Esercizio scritto 1
In quale anno aderì la Germania al patto, secondo il brano sulla nascita della NATO?
Esercizio scritto 2
Per ciascuna affermazione indica se concorda con il brano sulla nascita della NATO, citando le parole decisive: (a) il patto fu firmato a Washington nel 1949; (b) Grecia e Turchia entrarono nel patto dopo la Germania; (c) la Germania dichiarò guerra agli Stati Uniti pochi giorni dopo l'attacco a Pearl Harbour.

Brano
______

Gli Stati Uniti, interessai all’area del Pacifico più che all’Europa, non sarebbero intervenuti nella II guerra mondiale, nonostante le forti pressioni di Churchill, se non vi fossero stati costretti dall’attacco del Giappone a Pearl Harbour il 7dicembre 1941 e non avessero ricevuto, solo 4 giorni dopo, la folle dichiarazione di guerra dalla Germania nazista e dall’Italia fascista.
A guerra mondiale vicina alla fine con la Gran Bretagna e l’URSS si accordarono a Yalta (Crimea) sulla divisione del mondo in zone di influenza in Europa, nei Balcani e nel Nord Africa associandovi poi, a guerra finita, la Francia.
Gli Stati Uniti, seppur consci della loro superiorità atomica, temevano che la poderosa forza dell’Armata rossa costituisse in Europa una seria minaccia ai loro interessi geo strategici e decisero la creazione di un patto politico militare N.A,T.O. (North Atlantic Treaty Organization), firmato a Washington nel 1949 da altri 11 paesi fondatori (Belgio, Danimarca, Francia, Islanda, Italia, Lussemburgo, Norvegia, Paesi Bassi, Portogallo e Regno Unito), cioè tutti nani politici che dovevano all’America la liberazione dal nazismo. La Germania, su cui gravava lo stigma di paese aggressore, rimasta per 10 anni sotto occupazione militare americana, aderì al patto solo nel 1955 tre anni dopo l’associazione di Grecia e Turchia.

______

Dati grezzi
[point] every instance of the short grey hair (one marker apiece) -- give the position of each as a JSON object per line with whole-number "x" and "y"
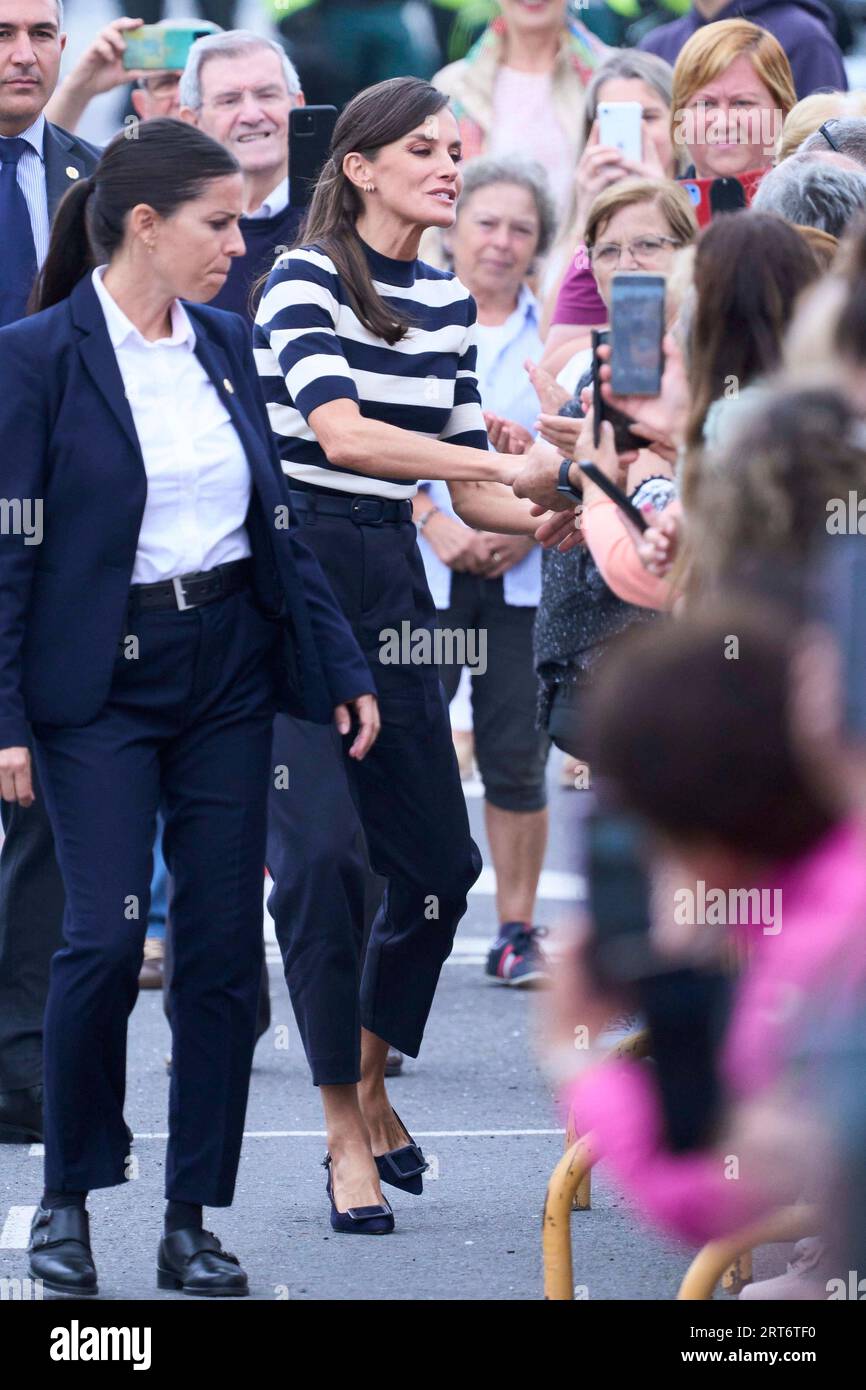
{"x": 627, "y": 64}
{"x": 515, "y": 168}
{"x": 847, "y": 132}
{"x": 809, "y": 192}
{"x": 228, "y": 45}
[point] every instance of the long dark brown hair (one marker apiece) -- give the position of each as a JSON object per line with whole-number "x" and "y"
{"x": 166, "y": 163}
{"x": 376, "y": 117}
{"x": 749, "y": 267}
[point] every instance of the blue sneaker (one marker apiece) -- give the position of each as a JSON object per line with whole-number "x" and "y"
{"x": 516, "y": 957}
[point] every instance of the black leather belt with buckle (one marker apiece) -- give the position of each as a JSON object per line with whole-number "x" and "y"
{"x": 193, "y": 590}
{"x": 362, "y": 510}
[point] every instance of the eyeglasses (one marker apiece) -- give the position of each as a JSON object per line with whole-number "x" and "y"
{"x": 644, "y": 249}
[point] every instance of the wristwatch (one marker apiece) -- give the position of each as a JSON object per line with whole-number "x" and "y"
{"x": 565, "y": 487}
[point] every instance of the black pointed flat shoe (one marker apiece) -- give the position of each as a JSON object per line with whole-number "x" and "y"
{"x": 357, "y": 1221}
{"x": 60, "y": 1251}
{"x": 195, "y": 1262}
{"x": 403, "y": 1166}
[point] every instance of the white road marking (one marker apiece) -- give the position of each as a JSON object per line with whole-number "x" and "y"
{"x": 17, "y": 1228}
{"x": 416, "y": 1133}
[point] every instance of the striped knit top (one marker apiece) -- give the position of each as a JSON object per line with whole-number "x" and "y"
{"x": 310, "y": 349}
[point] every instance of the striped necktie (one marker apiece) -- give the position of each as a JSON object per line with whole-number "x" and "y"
{"x": 17, "y": 246}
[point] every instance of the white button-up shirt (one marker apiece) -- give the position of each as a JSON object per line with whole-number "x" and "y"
{"x": 198, "y": 474}
{"x": 31, "y": 181}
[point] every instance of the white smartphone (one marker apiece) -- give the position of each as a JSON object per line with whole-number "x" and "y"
{"x": 620, "y": 127}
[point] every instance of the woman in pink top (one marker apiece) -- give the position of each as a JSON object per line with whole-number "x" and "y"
{"x": 729, "y": 806}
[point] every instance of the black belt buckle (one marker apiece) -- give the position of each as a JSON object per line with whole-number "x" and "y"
{"x": 369, "y": 510}
{"x": 203, "y": 588}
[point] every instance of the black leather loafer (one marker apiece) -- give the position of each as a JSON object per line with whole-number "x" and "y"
{"x": 21, "y": 1116}
{"x": 60, "y": 1251}
{"x": 195, "y": 1262}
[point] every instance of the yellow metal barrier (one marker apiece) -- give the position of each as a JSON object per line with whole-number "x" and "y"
{"x": 709, "y": 1264}
{"x": 570, "y": 1189}
{"x": 637, "y": 1045}
{"x": 556, "y": 1223}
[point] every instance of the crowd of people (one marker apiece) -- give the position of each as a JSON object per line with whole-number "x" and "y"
{"x": 256, "y": 437}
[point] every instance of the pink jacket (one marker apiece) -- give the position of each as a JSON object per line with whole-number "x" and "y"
{"x": 820, "y": 950}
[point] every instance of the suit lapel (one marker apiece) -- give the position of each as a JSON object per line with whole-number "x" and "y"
{"x": 63, "y": 167}
{"x": 97, "y": 356}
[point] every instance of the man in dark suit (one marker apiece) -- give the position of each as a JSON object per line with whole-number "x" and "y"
{"x": 38, "y": 163}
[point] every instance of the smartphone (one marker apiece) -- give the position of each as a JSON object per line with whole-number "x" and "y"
{"x": 623, "y": 439}
{"x": 161, "y": 49}
{"x": 637, "y": 327}
{"x": 310, "y": 131}
{"x": 620, "y": 125}
{"x": 838, "y": 584}
{"x": 615, "y": 494}
{"x": 722, "y": 195}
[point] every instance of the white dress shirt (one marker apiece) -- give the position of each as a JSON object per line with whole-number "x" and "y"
{"x": 274, "y": 203}
{"x": 198, "y": 474}
{"x": 31, "y": 181}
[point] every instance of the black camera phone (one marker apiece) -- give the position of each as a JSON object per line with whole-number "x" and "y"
{"x": 616, "y": 494}
{"x": 623, "y": 439}
{"x": 637, "y": 327}
{"x": 310, "y": 131}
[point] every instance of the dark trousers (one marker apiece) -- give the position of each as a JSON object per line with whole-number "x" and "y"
{"x": 31, "y": 913}
{"x": 510, "y": 749}
{"x": 410, "y": 804}
{"x": 188, "y": 723}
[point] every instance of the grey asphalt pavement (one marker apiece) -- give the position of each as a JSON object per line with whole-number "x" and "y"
{"x": 476, "y": 1101}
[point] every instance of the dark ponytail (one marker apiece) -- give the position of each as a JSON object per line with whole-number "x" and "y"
{"x": 161, "y": 163}
{"x": 377, "y": 116}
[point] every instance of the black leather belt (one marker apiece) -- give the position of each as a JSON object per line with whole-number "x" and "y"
{"x": 362, "y": 510}
{"x": 193, "y": 590}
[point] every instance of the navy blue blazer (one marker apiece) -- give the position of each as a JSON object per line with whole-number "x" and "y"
{"x": 67, "y": 438}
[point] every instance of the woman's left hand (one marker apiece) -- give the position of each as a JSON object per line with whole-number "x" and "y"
{"x": 560, "y": 530}
{"x": 506, "y": 435}
{"x": 562, "y": 431}
{"x": 505, "y": 552}
{"x": 367, "y": 713}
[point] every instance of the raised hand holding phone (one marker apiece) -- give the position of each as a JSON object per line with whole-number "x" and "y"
{"x": 660, "y": 419}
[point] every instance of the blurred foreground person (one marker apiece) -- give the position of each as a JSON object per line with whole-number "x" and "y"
{"x": 745, "y": 851}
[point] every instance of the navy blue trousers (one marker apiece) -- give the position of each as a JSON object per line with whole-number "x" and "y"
{"x": 407, "y": 797}
{"x": 186, "y": 726}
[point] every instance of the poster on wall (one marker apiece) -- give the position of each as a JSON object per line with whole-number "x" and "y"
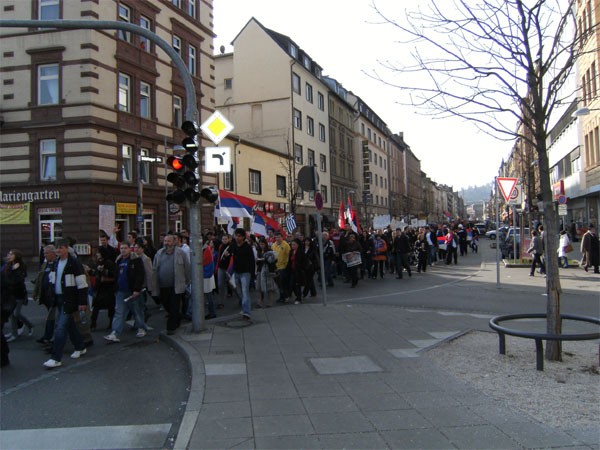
{"x": 106, "y": 218}
{"x": 15, "y": 213}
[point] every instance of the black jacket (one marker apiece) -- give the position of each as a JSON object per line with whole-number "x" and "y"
{"x": 73, "y": 282}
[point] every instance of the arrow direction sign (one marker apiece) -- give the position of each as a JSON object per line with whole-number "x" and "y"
{"x": 506, "y": 186}
{"x": 217, "y": 159}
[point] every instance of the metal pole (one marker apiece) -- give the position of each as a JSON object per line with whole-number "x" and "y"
{"x": 191, "y": 113}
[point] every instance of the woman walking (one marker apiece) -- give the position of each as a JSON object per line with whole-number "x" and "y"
{"x": 14, "y": 274}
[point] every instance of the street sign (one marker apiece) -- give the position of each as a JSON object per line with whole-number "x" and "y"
{"x": 319, "y": 201}
{"x": 506, "y": 186}
{"x": 562, "y": 209}
{"x": 217, "y": 160}
{"x": 516, "y": 196}
{"x": 216, "y": 127}
{"x": 151, "y": 158}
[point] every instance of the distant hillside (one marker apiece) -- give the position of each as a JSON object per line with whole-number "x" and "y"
{"x": 474, "y": 194}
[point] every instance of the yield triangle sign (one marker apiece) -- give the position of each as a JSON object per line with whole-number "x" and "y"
{"x": 506, "y": 186}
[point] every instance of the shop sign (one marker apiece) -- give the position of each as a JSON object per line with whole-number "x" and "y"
{"x": 126, "y": 208}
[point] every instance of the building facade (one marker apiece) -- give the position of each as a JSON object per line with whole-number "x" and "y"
{"x": 80, "y": 109}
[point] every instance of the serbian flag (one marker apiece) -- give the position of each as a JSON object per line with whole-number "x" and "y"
{"x": 341, "y": 219}
{"x": 351, "y": 216}
{"x": 233, "y": 205}
{"x": 263, "y": 223}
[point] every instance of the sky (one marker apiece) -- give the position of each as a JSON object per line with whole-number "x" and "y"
{"x": 347, "y": 39}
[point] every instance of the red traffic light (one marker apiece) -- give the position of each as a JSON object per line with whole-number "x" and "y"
{"x": 175, "y": 163}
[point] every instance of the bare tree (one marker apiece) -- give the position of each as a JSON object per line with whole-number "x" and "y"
{"x": 495, "y": 63}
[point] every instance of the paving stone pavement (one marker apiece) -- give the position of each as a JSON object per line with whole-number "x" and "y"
{"x": 345, "y": 376}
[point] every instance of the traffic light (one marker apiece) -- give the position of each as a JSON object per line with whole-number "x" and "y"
{"x": 210, "y": 194}
{"x": 175, "y": 177}
{"x": 189, "y": 163}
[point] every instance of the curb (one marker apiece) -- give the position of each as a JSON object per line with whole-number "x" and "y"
{"x": 197, "y": 386}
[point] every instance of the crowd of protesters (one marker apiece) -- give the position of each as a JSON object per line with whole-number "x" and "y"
{"x": 131, "y": 278}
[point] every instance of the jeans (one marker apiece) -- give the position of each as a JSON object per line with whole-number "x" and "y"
{"x": 242, "y": 283}
{"x": 65, "y": 325}
{"x": 121, "y": 306}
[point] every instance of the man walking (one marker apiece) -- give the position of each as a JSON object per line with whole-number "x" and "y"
{"x": 243, "y": 267}
{"x": 171, "y": 270}
{"x": 69, "y": 285}
{"x": 129, "y": 283}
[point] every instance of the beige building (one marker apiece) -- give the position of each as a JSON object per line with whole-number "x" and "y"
{"x": 80, "y": 107}
{"x": 274, "y": 94}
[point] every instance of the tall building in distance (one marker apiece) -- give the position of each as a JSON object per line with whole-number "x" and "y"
{"x": 81, "y": 109}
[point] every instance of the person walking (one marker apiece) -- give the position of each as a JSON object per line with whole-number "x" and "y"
{"x": 590, "y": 248}
{"x": 104, "y": 295}
{"x": 536, "y": 249}
{"x": 14, "y": 274}
{"x": 563, "y": 249}
{"x": 243, "y": 267}
{"x": 69, "y": 285}
{"x": 171, "y": 275}
{"x": 129, "y": 282}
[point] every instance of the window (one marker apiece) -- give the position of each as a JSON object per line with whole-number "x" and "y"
{"x": 281, "y": 187}
{"x": 192, "y": 8}
{"x": 310, "y": 126}
{"x": 49, "y": 10}
{"x": 177, "y": 111}
{"x": 124, "y": 93}
{"x": 145, "y": 100}
{"x": 48, "y": 86}
{"x": 321, "y": 101}
{"x": 176, "y": 44}
{"x": 192, "y": 59}
{"x": 144, "y": 41}
{"x": 297, "y": 119}
{"x": 296, "y": 83}
{"x": 228, "y": 179}
{"x": 144, "y": 166}
{"x": 255, "y": 185}
{"x": 306, "y": 61}
{"x": 48, "y": 159}
{"x": 298, "y": 153}
{"x": 293, "y": 50}
{"x": 310, "y": 159}
{"x": 308, "y": 92}
{"x": 322, "y": 132}
{"x": 126, "y": 152}
{"x": 124, "y": 16}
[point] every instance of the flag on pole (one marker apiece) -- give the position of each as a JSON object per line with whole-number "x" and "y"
{"x": 263, "y": 223}
{"x": 290, "y": 222}
{"x": 341, "y": 221}
{"x": 234, "y": 205}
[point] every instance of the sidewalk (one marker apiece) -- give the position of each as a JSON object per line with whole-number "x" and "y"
{"x": 351, "y": 376}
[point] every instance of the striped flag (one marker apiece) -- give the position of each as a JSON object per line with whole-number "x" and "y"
{"x": 290, "y": 222}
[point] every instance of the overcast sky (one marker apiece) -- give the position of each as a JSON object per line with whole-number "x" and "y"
{"x": 346, "y": 39}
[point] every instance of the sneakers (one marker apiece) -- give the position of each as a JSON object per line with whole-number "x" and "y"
{"x": 78, "y": 353}
{"x": 52, "y": 364}
{"x": 112, "y": 337}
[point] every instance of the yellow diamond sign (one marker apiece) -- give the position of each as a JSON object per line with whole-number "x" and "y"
{"x": 216, "y": 127}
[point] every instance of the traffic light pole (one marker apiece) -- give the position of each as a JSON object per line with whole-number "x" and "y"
{"x": 191, "y": 114}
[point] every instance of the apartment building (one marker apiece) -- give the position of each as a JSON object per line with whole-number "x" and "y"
{"x": 81, "y": 107}
{"x": 274, "y": 94}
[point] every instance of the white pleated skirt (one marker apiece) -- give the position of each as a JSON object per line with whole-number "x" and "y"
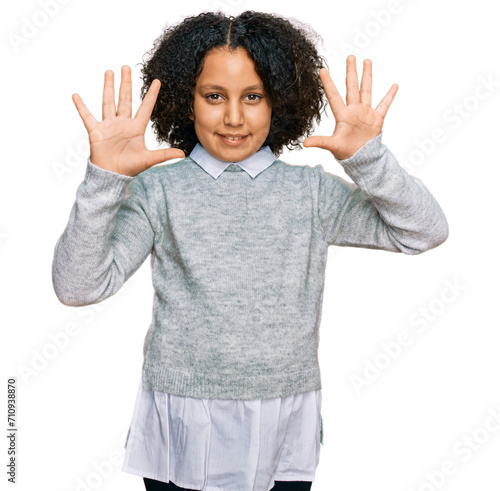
{"x": 221, "y": 445}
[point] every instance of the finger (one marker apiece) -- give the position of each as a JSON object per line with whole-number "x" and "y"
{"x": 88, "y": 120}
{"x": 352, "y": 96}
{"x": 366, "y": 83}
{"x": 148, "y": 103}
{"x": 334, "y": 98}
{"x": 108, "y": 96}
{"x": 125, "y": 95}
{"x": 386, "y": 102}
{"x": 163, "y": 154}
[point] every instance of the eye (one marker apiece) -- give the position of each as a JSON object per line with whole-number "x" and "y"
{"x": 213, "y": 97}
{"x": 253, "y": 97}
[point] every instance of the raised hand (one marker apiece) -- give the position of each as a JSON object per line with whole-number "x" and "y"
{"x": 117, "y": 142}
{"x": 357, "y": 122}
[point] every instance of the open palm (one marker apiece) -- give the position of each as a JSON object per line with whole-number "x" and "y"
{"x": 117, "y": 142}
{"x": 355, "y": 122}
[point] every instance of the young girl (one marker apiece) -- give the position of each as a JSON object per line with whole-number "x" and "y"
{"x": 230, "y": 391}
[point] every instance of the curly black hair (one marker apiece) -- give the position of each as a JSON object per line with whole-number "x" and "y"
{"x": 285, "y": 57}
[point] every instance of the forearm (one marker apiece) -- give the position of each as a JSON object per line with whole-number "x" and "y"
{"x": 394, "y": 210}
{"x": 89, "y": 262}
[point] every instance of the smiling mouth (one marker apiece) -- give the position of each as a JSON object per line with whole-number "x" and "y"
{"x": 233, "y": 140}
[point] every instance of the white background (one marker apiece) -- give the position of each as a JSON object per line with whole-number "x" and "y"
{"x": 421, "y": 410}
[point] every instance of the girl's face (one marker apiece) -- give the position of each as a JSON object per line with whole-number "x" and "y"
{"x": 231, "y": 113}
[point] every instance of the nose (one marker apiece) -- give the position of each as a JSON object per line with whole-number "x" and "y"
{"x": 234, "y": 115}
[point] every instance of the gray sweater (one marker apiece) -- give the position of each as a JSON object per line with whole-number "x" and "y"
{"x": 238, "y": 262}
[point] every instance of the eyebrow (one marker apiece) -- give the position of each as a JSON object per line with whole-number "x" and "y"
{"x": 218, "y": 87}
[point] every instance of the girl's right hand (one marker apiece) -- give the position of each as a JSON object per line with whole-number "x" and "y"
{"x": 117, "y": 142}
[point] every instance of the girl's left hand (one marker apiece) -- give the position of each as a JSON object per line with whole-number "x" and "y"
{"x": 357, "y": 122}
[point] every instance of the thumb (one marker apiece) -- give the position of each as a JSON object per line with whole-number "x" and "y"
{"x": 317, "y": 141}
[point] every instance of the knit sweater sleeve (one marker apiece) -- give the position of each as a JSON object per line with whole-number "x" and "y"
{"x": 385, "y": 208}
{"x": 108, "y": 236}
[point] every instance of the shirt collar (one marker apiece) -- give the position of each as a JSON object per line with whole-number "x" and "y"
{"x": 253, "y": 165}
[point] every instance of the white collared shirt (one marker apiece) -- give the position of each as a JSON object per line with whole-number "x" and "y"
{"x": 253, "y": 165}
{"x": 216, "y": 444}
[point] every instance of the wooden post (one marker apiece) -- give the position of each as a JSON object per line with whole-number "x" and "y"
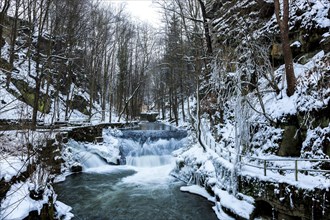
{"x": 296, "y": 169}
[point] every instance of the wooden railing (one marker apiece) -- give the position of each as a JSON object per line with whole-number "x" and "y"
{"x": 266, "y": 164}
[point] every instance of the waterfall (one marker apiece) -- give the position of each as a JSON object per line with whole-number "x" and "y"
{"x": 138, "y": 148}
{"x": 90, "y": 160}
{"x": 150, "y": 153}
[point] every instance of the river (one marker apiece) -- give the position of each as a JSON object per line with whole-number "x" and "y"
{"x": 141, "y": 189}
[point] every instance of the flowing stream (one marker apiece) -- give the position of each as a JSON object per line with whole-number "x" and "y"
{"x": 141, "y": 189}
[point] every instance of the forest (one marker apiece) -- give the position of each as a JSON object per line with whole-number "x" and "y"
{"x": 246, "y": 77}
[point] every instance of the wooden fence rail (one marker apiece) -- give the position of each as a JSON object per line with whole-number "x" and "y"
{"x": 265, "y": 162}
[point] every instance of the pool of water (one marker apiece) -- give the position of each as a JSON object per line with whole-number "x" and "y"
{"x": 130, "y": 194}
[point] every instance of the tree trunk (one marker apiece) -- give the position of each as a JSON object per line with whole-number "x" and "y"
{"x": 206, "y": 29}
{"x": 3, "y": 14}
{"x": 284, "y": 29}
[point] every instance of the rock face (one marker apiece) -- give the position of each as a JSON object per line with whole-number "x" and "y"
{"x": 232, "y": 21}
{"x": 87, "y": 133}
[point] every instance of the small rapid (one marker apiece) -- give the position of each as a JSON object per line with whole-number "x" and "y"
{"x": 140, "y": 188}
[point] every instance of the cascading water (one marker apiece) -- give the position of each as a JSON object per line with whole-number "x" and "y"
{"x": 140, "y": 188}
{"x": 150, "y": 153}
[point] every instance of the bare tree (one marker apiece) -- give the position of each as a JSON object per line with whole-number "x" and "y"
{"x": 284, "y": 29}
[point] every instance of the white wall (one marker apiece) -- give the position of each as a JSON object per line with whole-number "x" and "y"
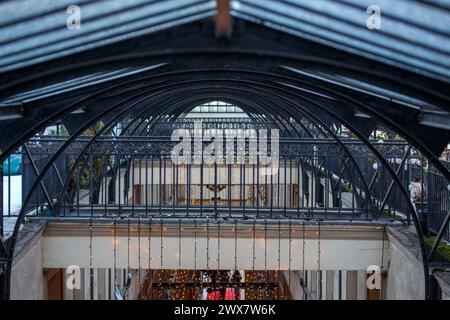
{"x": 27, "y": 282}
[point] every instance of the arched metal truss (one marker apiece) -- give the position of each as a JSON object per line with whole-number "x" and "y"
{"x": 269, "y": 85}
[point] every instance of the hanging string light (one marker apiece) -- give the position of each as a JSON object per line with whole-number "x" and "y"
{"x": 279, "y": 254}
{"x": 149, "y": 254}
{"x": 265, "y": 259}
{"x": 218, "y": 257}
{"x": 302, "y": 283}
{"x": 115, "y": 284}
{"x": 290, "y": 254}
{"x": 195, "y": 259}
{"x": 128, "y": 274}
{"x": 319, "y": 273}
{"x": 140, "y": 284}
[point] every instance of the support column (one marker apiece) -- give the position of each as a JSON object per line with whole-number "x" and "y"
{"x": 352, "y": 278}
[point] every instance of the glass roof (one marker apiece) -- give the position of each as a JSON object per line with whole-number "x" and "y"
{"x": 413, "y": 34}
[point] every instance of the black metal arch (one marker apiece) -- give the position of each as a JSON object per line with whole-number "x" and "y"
{"x": 259, "y": 82}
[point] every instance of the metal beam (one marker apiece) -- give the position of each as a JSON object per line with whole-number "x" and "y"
{"x": 223, "y": 19}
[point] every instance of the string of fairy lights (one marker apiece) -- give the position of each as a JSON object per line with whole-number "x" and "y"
{"x": 258, "y": 284}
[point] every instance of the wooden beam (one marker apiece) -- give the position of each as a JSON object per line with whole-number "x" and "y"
{"x": 223, "y": 19}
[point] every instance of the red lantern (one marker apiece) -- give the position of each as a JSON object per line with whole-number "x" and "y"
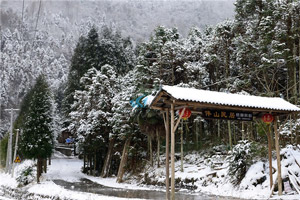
{"x": 267, "y": 118}
{"x": 187, "y": 113}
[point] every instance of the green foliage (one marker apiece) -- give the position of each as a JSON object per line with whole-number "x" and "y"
{"x": 26, "y": 175}
{"x": 240, "y": 159}
{"x": 37, "y": 139}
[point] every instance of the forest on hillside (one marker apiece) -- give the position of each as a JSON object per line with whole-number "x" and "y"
{"x": 256, "y": 53}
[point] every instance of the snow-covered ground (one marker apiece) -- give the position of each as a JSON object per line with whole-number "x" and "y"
{"x": 67, "y": 169}
{"x": 209, "y": 175}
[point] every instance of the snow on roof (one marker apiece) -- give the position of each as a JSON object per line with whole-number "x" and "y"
{"x": 221, "y": 98}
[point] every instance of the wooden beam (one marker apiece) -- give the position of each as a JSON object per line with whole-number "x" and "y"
{"x": 172, "y": 153}
{"x": 178, "y": 120}
{"x": 157, "y": 108}
{"x": 278, "y": 157}
{"x": 156, "y": 99}
{"x": 200, "y": 105}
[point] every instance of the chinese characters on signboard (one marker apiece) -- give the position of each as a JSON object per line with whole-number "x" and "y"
{"x": 229, "y": 115}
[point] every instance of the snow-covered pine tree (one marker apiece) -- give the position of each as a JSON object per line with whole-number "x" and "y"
{"x": 92, "y": 113}
{"x": 37, "y": 138}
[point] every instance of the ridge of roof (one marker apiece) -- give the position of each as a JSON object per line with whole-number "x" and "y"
{"x": 222, "y": 98}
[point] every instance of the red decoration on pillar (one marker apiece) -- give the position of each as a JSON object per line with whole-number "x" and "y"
{"x": 187, "y": 113}
{"x": 267, "y": 118}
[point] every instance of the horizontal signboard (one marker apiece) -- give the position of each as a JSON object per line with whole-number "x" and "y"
{"x": 229, "y": 115}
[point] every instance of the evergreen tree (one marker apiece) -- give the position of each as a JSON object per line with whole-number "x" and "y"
{"x": 37, "y": 138}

______

Soluzione 1
Nel 1955.

Soluzione 2
(a) Sì: "firmato a Washington nel 1949".
(b) No: "aderì al patto solo nel 1955 tre anni dopo l’associazione di Grecia e Turchia".
(c) Sì: "solo 4 giorni dopo, la folle dichiarazione di guerra dalla Germania nazista e dall’Italia fascista".